====== Text passage ======
The Obama administration has an opportunity to fundamentally remake U.S. relations with Africa during its tenure, and a cornerstone of that effort needs to be a much greater emphasis on the most cost-effective element of our foreign policy tools: peacemaking. An investment in ending some of the world’s deadliest, most destructive, and costliest wars would yield great results in those countries and the positive repercussions from such engagement would rebound across the continent.

As the first president of the United States with immediate African roots, President Obama not only has an important reservoir of goodwill on the continent, he also has the ability to move beyond the tendentious “North-South” debate between developed and less developed countries that has made more transformational policies difficult to attain. Efforts by the dying generation of Africa’s strong men who believe they should rule for life, such as Zimbabwe’s President Robert Mugabe, to portray President Obama as a former colonial master will have little resonance in Africa or elsewhere. President Obama will represent a fresh start, but the problems facing Africa and how best to address them will be no less acute.
======
■ **Apply what you read**:
a: Transcribe the part of the Africa policy passage starting with "The Obama administration" and going on through "across the continent.".
b: According to the Africa policy passage, what is the most cost-effective element of U.S. foreign policy tools?
The listing plays no part in this work.
====== Extracted information ======
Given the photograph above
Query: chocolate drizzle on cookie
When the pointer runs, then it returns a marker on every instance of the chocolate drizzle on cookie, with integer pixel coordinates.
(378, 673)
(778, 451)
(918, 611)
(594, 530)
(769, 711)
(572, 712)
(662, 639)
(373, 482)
======
■ **Activity answers**:
a:
The Obama administration has an opportunity to fundamentally remake U.S. relations with Africa during its tenure, and a cornerstone of that effort needs to be a much greater emphasis on the most cost-effective element of our foreign policy tools: peacemaking. An investment in ending some of the world’s deadliest, most destructive, and costliest wars would yield great results in those countries and the positive repercussions from such engagement would rebound across the continent.

b: Peacemaking.